Another option is to sell your metal scrap, e-waste and other types of white goods to private recycling companies like Universal Appliance Recycling and SIMS Metal Management. Sims have recycling facilities in Stamford, CT and a couple of other cities in the state.
What happens to your recyclables once they reach the processing centers – private or government-operated? Well, they’re prepared as feedstock to be used by the manufacturing industry and thus return to the eco-system!
Recycling benefits all
According to the Connecticut Department of Energy and Environmental Protection, the state generates close to 4,000,000 tons of solid waste each year. You can consider it trash, but you can also see it as a storehouse of usable and useful materials that helps conserve natural resources as well as energy.
Here are a few facts (from this source) to understand the enormity of the impact that recycling has had in the state of Connecticut.
- Connecticut’s source reduction, reuse, and recycling reduced greenhouse gas emissions by 398,937.82 metric tons of carbon equivalents in a one year period.

TO-DO LIST.
#1 According to the text on recycling in Connecticut, how much solid waste does the state generate each year?
#2 List the kinds of material that the Connecticut recycling text says you can sell to private recycling companies.
#3 Extend the text on recycling in Connecticut from the point where it stops.
The entries after this text are not needed.

DATA ENTRIES.

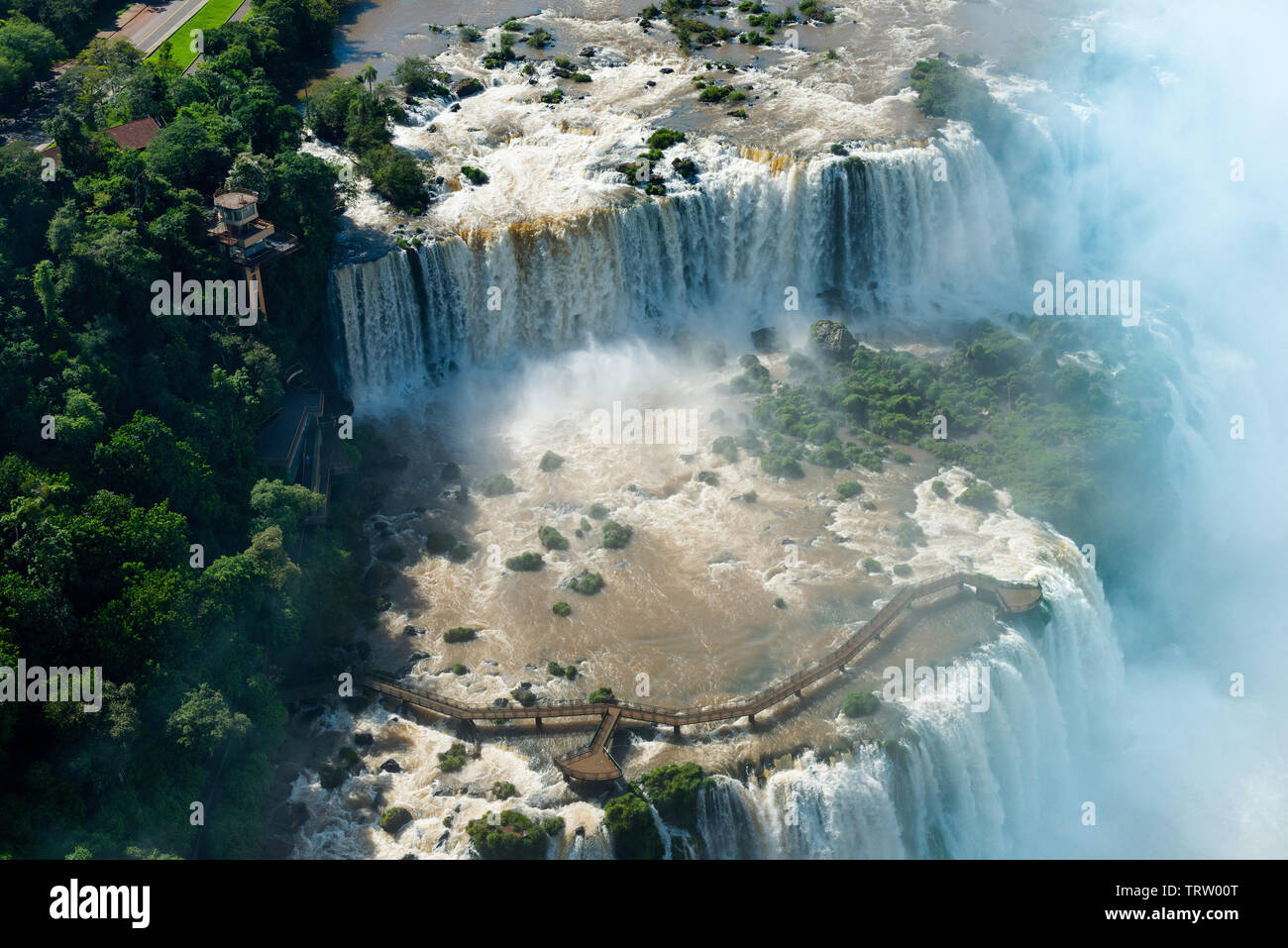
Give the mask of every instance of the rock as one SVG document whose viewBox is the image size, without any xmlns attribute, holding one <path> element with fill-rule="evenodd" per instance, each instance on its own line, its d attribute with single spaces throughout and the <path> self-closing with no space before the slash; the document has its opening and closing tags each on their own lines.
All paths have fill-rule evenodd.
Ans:
<svg viewBox="0 0 1288 948">
<path fill-rule="evenodd" d="M 809 327 L 810 348 L 837 362 L 849 362 L 859 348 L 854 334 L 835 319 L 818 319 Z"/>
<path fill-rule="evenodd" d="M 772 326 L 752 330 L 751 345 L 756 352 L 778 352 L 778 331 Z"/>
<path fill-rule="evenodd" d="M 406 806 L 390 806 L 380 817 L 380 828 L 390 836 L 397 836 L 398 831 L 411 823 L 411 811 Z"/>
</svg>

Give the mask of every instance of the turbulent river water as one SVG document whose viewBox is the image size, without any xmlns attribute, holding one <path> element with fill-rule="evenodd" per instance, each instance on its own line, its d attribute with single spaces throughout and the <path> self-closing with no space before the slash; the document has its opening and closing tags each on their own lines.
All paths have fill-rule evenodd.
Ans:
<svg viewBox="0 0 1288 948">
<path fill-rule="evenodd" d="M 659 819 L 672 857 L 1106 851 L 1088 844 L 1079 815 L 1114 778 L 1087 761 L 1126 746 L 1123 707 L 1139 698 L 1124 684 L 1119 632 L 1077 544 L 1016 514 L 1005 493 L 987 515 L 943 500 L 931 480 L 956 493 L 970 474 L 942 470 L 923 452 L 862 471 L 863 495 L 838 500 L 837 478 L 820 470 L 786 482 L 746 455 L 710 450 L 746 426 L 750 399 L 728 383 L 751 348 L 748 332 L 777 331 L 779 352 L 761 356 L 775 379 L 791 377 L 787 349 L 823 317 L 934 352 L 962 321 L 1029 305 L 1029 274 L 1081 259 L 1073 247 L 1099 184 L 1079 167 L 1086 102 L 1072 100 L 1055 118 L 1030 112 L 1034 94 L 1050 90 L 998 68 L 1073 41 L 1081 23 L 1052 15 L 1057 4 L 1024 5 L 1007 30 L 978 4 L 927 0 L 898 13 L 891 4 L 841 4 L 836 31 L 811 28 L 801 52 L 753 62 L 728 50 L 764 97 L 743 125 L 677 104 L 721 50 L 683 57 L 668 37 L 640 36 L 623 19 L 634 10 L 612 3 L 531 19 L 555 33 L 549 55 L 595 46 L 594 93 L 560 111 L 540 103 L 514 68 L 488 73 L 477 52 L 426 28 L 462 17 L 484 28 L 531 13 L 513 6 L 466 15 L 446 3 L 377 4 L 348 26 L 345 70 L 371 50 L 395 50 L 383 72 L 401 55 L 431 54 L 453 76 L 488 82 L 459 112 L 410 109 L 395 142 L 435 162 L 448 179 L 444 196 L 411 219 L 358 200 L 331 274 L 335 362 L 355 417 L 410 459 L 366 524 L 374 549 L 394 542 L 411 554 L 389 587 L 392 608 L 367 636 L 372 662 L 471 702 L 506 698 L 524 681 L 549 699 L 601 684 L 629 697 L 644 680 L 641 699 L 683 706 L 747 694 L 804 667 L 900 582 L 961 568 L 1038 580 L 1051 607 L 1045 627 L 951 603 L 909 623 L 844 689 L 756 729 L 693 729 L 681 742 L 623 730 L 616 754 L 627 777 L 685 760 L 716 774 L 701 792 L 696 828 Z M 998 39 L 1018 35 L 1032 43 Z M 849 53 L 831 73 L 818 55 L 826 48 Z M 987 57 L 979 75 L 1023 117 L 1025 155 L 990 155 L 967 126 L 935 130 L 916 115 L 899 77 L 940 48 Z M 549 67 L 542 58 L 536 91 Z M 689 133 L 667 157 L 692 157 L 701 174 L 696 184 L 668 179 L 665 197 L 643 200 L 614 166 L 661 125 Z M 828 147 L 840 142 L 845 156 Z M 491 184 L 456 180 L 466 161 Z M 1206 450 L 1194 399 L 1177 393 L 1173 419 L 1188 462 Z M 687 412 L 689 428 L 666 443 L 604 443 L 594 419 L 614 404 Z M 541 470 L 546 451 L 563 465 Z M 448 464 L 474 484 L 505 473 L 518 491 L 475 489 L 462 505 Z M 714 483 L 698 470 L 714 471 Z M 540 549 L 538 527 L 572 538 L 595 504 L 634 527 L 626 549 L 587 536 L 547 554 L 538 573 L 505 568 L 506 558 Z M 923 546 L 899 541 L 905 520 Z M 452 563 L 422 553 L 434 531 L 469 537 L 474 555 Z M 869 576 L 866 558 L 884 571 Z M 902 563 L 911 578 L 891 576 Z M 587 568 L 605 577 L 604 592 L 568 595 L 563 583 Z M 551 614 L 560 598 L 576 600 L 571 617 Z M 404 635 L 407 626 L 429 634 Z M 479 636 L 444 645 L 440 632 L 455 626 Z M 574 662 L 578 679 L 547 675 L 551 659 Z M 875 719 L 840 714 L 845 690 L 880 690 L 881 668 L 909 659 L 987 674 L 988 711 L 922 693 L 886 702 Z M 447 671 L 453 662 L 468 674 Z M 554 726 L 541 738 L 498 729 L 448 774 L 437 755 L 459 738 L 456 726 L 388 703 L 330 708 L 294 726 L 300 775 L 291 801 L 308 808 L 291 839 L 300 858 L 466 855 L 464 826 L 498 809 L 498 781 L 518 791 L 506 806 L 564 818 L 551 855 L 612 854 L 603 799 L 574 793 L 551 763 L 583 743 L 585 729 Z M 323 790 L 318 761 L 355 732 L 372 735 L 366 770 Z M 894 750 L 876 743 L 900 734 Z M 399 768 L 379 770 L 390 757 Z M 397 835 L 376 824 L 390 805 L 413 815 Z"/>
</svg>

RESULTS.
#1 Close to 4,000,000 tons.

#2 Metal scrap, e-waste, and other types of white goods.

#3
- Connecticut’s source reduction, reuse, and recycling saved a total of 7,767,053.19 Million BTUs of energy in 2008. This equals 6.51% of all energy used by industry in the state.
- By recycling 61,071.09 tons of scrap metal and glass in 2008, Connecticut’s recycling efforts reduced the need for 6,893.01 tons of limestone, 45,293.23 tons of iron ore, 25,364.21 tons of coal, 16,143.73 tons of sand, 5,091.48 tons of soda ash, and 1,986.92 tons of feldspar.
Add to that other benefits like reduction in the amount of waste that gets land filled or incinerated, decrease in air and water pollution, and increase in the sustainability of our future generations and you realize that compliance with state laws is not the only reason to recycle!